- [DIRECTIONS FOR THIS TASK]: Lines outside the range are not wanted. Give again exactly the lines between the line holding "Task: the required" and the line holding "positive clicks: (158, 82)", inclusive, from the listing below.

- [TASK INPUTS]:
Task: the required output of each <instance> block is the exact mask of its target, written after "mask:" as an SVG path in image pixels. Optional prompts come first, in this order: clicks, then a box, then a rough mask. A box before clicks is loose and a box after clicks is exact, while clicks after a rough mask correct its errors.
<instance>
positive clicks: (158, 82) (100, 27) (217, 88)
--
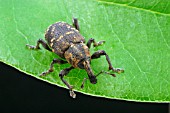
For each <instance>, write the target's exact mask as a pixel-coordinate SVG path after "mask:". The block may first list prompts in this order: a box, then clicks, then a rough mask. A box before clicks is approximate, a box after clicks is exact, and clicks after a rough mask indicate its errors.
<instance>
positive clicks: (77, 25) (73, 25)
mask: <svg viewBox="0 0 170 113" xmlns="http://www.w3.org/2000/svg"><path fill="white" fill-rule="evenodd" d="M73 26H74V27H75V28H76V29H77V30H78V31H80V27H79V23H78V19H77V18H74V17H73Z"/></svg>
...
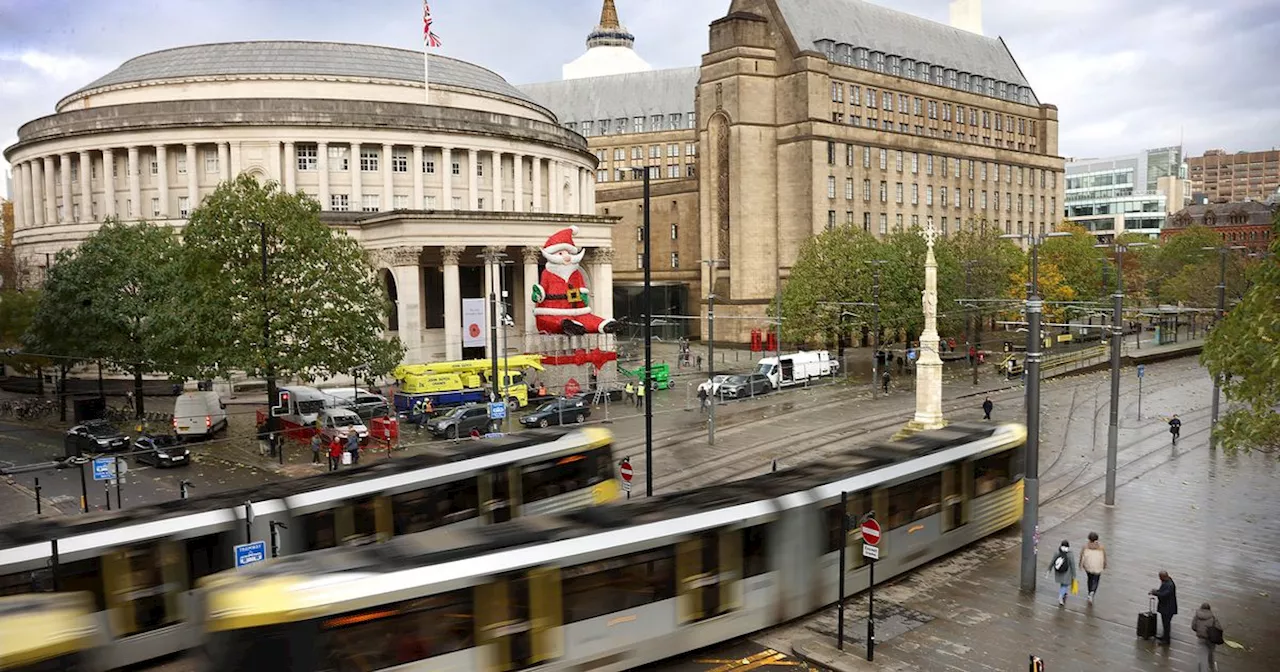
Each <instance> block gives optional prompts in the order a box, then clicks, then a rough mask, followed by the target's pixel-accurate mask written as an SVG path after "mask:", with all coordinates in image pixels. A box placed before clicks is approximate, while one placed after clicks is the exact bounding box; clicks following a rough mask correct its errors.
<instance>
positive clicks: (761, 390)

- [YOUR RESPONSE]:
Task: the required output of each <instance> block is the exact mask of its target, written after "mask:" as an SVG path in image pixels. Optional prompts come first, in this order: clicks, then a box, then a rough mask. A box before clicks is loose and a box after clicks is exact, while clicks after a rough mask correct its errors.
<instance>
positive clicks: (158, 82) (100, 27) (217, 88)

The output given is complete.